# Raw data
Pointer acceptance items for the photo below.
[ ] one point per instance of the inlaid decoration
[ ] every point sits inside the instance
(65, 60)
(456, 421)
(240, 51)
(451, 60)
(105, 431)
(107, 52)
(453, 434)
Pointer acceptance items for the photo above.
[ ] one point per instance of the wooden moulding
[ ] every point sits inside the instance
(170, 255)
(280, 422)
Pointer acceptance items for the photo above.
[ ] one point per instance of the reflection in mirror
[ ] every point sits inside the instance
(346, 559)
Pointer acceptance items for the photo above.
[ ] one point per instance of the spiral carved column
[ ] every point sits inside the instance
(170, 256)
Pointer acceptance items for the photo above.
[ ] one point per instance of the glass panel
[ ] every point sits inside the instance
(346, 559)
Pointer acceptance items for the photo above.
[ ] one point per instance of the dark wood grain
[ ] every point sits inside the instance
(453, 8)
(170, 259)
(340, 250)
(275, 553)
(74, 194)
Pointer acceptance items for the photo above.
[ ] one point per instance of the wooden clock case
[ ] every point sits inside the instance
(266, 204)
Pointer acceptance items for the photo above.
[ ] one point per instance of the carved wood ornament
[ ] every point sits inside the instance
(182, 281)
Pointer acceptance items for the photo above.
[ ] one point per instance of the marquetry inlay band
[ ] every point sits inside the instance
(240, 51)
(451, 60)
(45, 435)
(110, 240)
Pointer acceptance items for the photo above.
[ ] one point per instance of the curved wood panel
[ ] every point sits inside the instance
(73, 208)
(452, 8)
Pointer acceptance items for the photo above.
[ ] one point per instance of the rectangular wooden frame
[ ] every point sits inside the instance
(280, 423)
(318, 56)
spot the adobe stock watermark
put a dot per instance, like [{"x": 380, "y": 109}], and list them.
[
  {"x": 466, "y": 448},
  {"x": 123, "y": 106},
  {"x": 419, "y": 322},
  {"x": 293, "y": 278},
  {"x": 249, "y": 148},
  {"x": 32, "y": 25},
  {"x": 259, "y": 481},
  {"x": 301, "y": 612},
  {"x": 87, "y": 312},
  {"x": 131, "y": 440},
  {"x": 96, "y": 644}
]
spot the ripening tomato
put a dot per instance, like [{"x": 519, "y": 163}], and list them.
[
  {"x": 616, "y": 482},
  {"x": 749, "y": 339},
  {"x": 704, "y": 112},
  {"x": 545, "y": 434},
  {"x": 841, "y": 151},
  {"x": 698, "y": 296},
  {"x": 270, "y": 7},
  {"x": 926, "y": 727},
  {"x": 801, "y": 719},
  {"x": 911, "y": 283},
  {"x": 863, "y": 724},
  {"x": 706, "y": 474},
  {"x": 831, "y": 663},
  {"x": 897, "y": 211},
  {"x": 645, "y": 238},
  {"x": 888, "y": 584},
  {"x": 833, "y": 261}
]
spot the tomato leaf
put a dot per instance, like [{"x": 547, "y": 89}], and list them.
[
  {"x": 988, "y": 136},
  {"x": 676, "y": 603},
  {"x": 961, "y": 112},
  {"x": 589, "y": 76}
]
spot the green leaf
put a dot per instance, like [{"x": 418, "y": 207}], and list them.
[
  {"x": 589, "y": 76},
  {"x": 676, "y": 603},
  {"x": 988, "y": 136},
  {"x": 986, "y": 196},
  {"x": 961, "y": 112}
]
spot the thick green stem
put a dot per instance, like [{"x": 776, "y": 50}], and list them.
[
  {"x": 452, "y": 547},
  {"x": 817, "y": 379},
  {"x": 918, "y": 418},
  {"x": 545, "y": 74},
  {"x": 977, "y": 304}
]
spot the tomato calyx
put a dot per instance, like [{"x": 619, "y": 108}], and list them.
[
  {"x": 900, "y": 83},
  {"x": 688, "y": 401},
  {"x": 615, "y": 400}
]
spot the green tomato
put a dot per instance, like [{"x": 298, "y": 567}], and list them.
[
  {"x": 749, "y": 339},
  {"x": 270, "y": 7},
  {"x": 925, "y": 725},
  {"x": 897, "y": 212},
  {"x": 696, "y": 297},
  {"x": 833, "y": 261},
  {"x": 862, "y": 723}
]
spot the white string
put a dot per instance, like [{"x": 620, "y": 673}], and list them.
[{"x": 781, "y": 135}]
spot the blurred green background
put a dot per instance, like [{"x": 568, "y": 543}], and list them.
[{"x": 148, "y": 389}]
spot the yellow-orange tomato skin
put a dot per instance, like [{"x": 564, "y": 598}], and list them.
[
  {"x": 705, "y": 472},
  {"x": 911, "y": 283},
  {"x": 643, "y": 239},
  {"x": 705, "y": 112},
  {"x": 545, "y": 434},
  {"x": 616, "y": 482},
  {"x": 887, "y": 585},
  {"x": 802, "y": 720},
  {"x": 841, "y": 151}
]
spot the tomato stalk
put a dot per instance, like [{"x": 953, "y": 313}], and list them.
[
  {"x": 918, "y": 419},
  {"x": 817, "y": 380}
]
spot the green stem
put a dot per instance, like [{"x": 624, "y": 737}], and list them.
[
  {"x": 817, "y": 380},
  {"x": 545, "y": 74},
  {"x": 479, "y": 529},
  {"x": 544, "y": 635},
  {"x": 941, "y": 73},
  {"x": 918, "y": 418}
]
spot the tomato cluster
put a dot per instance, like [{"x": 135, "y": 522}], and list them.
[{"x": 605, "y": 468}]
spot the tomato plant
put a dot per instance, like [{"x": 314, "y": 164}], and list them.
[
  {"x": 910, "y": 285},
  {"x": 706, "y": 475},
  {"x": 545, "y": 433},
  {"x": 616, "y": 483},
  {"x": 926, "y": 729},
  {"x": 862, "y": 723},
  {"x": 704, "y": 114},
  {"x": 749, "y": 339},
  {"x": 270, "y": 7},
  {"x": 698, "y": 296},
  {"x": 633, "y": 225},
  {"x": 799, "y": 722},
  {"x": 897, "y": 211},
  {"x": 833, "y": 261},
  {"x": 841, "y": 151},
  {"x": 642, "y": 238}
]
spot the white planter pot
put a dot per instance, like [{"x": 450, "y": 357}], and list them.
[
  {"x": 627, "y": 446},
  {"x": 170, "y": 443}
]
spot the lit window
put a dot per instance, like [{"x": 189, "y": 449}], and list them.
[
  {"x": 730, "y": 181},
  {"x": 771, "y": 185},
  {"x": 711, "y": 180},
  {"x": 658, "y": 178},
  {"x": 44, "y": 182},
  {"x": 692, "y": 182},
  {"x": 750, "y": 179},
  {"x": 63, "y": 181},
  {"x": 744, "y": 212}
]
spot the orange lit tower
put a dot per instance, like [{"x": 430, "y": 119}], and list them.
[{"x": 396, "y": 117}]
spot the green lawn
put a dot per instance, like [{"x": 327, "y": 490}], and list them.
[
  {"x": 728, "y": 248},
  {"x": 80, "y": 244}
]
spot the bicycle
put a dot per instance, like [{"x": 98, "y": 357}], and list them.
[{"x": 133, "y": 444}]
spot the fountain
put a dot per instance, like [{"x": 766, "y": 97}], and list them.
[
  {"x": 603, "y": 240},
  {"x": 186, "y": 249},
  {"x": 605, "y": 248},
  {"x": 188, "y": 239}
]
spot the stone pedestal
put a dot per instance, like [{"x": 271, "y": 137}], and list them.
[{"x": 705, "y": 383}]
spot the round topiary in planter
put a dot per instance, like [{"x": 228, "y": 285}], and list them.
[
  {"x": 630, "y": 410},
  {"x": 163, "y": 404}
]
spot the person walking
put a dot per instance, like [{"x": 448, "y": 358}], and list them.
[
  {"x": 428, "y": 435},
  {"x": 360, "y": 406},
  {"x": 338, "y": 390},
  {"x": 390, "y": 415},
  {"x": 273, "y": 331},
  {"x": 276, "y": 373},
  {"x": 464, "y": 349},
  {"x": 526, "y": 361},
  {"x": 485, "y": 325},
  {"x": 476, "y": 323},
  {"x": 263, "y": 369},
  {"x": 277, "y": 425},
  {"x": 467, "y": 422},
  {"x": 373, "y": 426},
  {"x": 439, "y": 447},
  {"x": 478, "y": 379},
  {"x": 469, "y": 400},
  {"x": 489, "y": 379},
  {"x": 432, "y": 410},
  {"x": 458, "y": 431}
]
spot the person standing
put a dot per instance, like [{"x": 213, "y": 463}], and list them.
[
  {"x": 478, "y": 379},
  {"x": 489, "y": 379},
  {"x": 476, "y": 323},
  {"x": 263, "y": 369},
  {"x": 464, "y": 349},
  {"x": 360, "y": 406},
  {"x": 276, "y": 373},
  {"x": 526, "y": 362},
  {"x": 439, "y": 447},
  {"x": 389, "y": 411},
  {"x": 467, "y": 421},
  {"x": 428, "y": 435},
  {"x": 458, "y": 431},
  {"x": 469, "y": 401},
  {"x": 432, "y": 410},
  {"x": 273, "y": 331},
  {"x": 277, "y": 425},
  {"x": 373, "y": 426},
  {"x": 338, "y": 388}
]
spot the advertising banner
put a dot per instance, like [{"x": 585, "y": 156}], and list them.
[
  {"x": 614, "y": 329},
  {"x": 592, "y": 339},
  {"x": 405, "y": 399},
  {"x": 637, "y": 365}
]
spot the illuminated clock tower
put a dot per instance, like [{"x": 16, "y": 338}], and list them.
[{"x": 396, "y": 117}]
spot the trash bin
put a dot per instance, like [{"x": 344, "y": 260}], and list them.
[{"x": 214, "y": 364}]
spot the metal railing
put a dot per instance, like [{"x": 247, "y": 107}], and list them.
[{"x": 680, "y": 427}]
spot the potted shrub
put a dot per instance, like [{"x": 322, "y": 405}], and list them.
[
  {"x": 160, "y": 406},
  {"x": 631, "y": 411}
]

# Aim of the task
The lines sought are those in the data above that include the string "person"; copy each one.

# Answer space
spot the person walking
spot the person standing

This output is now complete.